**Extrait choisi:**
----

Le projet de loi de finances pour 2019 prévoit une augmentation des crédits des cinq programmes de la mission « Enseignement scolaire » de 1,2 milliard d'euros en 2019, soit une augmentation de 1,7 % ; à titre de comparaison, il avait augmenté de 2,4 % par an en moyenne de 2012 à 2017. Le budget de l'éducation nationale atteindra alors près de 71,3 milliards d'euros constitué à 93,4 % de dépenses de personnel.
L'intégralité de l'augmentation des crédits provient des dépenses de personnel, dont la hausse procède de plusieurs facteurs :
- le glissement vieillesse-technicité (GVT), soit l'augmentation naturelle des dépenses liée à l'avancement des agents, dont le solde est prévu à 428 millions d'euros ;
- des mesures de revalorisation catégorielles, pour une somme totale de 388 millions d'euros, dont 294 au titre de la mise en oeuvre du protocole « parcours professionnels, carrières et rémunérations » (PPCR) et 59 millions d'euros au titre de la revalorisation du dispositif indemnitaire en éducation prioritaire ;
- et enfin de l'extension en année pleine du schéma d'emplois 2018.
S'agissant des emplois, 1 800 emplois sont supprimés, ce qui est relativement faible au regard des effectifs de la mission, dont le plafond d'emplois s'élève à 1 043 000 ETPT.

----

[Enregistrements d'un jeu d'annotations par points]
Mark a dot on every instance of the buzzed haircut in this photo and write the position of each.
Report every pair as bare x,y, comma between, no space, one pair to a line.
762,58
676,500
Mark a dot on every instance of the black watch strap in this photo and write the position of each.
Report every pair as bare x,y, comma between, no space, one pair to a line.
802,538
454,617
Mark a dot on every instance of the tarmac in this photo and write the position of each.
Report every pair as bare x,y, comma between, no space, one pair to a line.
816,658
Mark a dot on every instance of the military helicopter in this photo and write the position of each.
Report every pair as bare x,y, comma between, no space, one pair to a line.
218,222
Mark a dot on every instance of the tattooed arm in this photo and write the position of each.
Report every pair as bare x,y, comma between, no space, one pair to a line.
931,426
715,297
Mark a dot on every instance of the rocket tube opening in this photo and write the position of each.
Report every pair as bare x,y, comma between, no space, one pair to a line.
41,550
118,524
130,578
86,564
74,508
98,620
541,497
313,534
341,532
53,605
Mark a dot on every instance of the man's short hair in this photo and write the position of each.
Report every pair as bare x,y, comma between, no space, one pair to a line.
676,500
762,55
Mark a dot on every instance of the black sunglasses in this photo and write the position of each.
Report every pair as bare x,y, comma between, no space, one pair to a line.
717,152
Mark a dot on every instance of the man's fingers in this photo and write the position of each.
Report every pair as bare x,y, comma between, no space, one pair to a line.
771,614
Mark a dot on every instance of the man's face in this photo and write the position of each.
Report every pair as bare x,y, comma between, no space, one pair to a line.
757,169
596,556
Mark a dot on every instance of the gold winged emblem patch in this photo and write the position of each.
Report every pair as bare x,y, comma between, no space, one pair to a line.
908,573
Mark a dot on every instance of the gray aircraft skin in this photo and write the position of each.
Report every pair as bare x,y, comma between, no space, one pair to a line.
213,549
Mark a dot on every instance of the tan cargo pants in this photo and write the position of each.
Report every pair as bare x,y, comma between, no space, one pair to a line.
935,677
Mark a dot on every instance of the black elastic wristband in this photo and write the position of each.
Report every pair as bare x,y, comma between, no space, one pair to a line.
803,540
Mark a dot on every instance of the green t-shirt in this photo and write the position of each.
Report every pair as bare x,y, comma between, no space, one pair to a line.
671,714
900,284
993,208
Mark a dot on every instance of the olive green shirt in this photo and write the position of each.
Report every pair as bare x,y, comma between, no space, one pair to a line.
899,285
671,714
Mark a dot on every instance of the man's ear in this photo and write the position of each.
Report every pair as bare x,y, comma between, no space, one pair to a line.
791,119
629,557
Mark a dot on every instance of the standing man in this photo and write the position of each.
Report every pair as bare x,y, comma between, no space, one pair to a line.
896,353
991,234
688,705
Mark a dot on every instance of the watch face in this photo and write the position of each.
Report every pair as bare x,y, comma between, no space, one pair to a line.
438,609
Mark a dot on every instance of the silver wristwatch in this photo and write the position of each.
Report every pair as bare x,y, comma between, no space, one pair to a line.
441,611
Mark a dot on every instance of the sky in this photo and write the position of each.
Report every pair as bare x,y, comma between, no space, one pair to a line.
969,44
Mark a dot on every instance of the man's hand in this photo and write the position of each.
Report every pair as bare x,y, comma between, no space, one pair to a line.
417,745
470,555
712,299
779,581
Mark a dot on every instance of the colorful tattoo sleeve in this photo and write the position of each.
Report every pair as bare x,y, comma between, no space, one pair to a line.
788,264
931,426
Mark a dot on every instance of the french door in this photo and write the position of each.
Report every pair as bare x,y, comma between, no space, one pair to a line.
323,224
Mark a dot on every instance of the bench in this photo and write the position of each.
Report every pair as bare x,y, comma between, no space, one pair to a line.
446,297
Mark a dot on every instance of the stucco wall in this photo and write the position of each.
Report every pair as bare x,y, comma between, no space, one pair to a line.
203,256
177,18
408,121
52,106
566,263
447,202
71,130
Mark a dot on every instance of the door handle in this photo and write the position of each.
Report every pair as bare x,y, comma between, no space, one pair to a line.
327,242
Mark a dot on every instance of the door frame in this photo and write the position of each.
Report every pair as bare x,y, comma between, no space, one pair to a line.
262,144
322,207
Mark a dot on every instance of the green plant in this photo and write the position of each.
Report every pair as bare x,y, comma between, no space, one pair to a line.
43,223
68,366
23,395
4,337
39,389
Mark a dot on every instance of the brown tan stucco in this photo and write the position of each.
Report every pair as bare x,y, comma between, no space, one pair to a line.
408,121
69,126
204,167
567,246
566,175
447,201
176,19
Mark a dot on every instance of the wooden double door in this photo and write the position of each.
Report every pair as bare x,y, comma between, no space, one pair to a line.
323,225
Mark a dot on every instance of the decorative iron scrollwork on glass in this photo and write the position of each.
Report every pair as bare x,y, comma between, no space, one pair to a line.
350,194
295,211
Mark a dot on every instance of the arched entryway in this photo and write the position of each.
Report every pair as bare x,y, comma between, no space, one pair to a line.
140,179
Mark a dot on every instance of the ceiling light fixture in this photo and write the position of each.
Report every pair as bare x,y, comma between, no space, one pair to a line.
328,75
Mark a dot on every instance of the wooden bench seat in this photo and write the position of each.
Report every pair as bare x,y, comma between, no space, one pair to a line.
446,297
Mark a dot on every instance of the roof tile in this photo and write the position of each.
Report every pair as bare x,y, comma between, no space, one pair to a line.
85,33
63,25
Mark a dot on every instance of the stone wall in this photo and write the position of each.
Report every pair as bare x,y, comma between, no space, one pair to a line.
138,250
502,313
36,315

----

**Consigne donnée A:**
Extrayez des enregistrements toutes les lignes contenant la chaîne « green ».
**Consigne donnée B:**
Rédigez la suite de l'extrait sur les crédits de l'enseignement scolaire pour 2019, en reprenant après sa dernière phrase.

**Réponse rédigée A:**
Mark a dot on every instance of the green t-shirt in this photo and write the position of each.
Mark a dot on every instance of the olive green shirt in this photo and write the position of each.
Mark a dot on every instance of the green plant in this photo and write the position of each.

**Réponse rédigée B:**
Comme le budget précédent, le budget 2019 donne une priorité forte et claire à l'école primaire. Elle se traduit par la forte augmentation des crédits consacrés au primaire, qui s'élève à 2,3 %, et la création de 2 850 postes d'enseignants titulaires à la rentrée 2019, essentiellement destinés à achever le dédoublement des classes de CP et de CE1 en éducation prioritaire.
Ces créations de postes sont compensées par la suppression de 1 050 postes d'enseignants stagiaires dans le premier degré, 2 650 postes d'enseignants dans le second degré, 550 dans l'enseignement privé et 400 de personnels administratifs. Je regrette l'absence d'une programmation pluriannuelle des emplois, qui permettrait de donner au système éducatif de la stabilité et de la prévisibilité, ce dont il a tant besoin.
Le budget 2019 poursuit le rééquilibrage de la dépense d'éducation en direction du primaire. L'école primaire, moment de l'acquisition des fondamentaux - lire, écrire, compter, respecter autrui - fait l'objet d'un sous-investissement continu dans notre pays. La France dépensait en effet 6 550 euros par écolier en 2017, soit un tiers de moins que pour un élève du secondaire et près de moitié moins que pour un étudiant.
Le rééquilibrage devrait être facilité par la diminution attendue des effectifs d'élèves de l'école primaire, qui agira comme un effet de levier. Le ministère prévoit en effet une baisse importante des effectifs du premier degré, liée à une baisse inquiétante de la démographie : on attend 63 000 élèves de moins à l'école primaire en 2019, 73 000 en 2020 et 86 000 en 2021.
Dans le premier degré, la mesure principale demeure la réduction à douze de l'effectif des classes de CP et de CE1 en éducation prioritaire. Elle présente un coût substantiel, estimé à 11 000 postes à l'horizon 2020 et un coût brut de 500 millions d'euros.
Si cette mesure volontariste va dans le bon sens, en ce qu'elle vise à réduire l'échec scolaire à la racine et alors que les évaluations montrent un écart important dans les acquis des élèves selon qu'ils sont ou non en éducation prioritaire, j'émettrai néanmoins plusieurs réserves.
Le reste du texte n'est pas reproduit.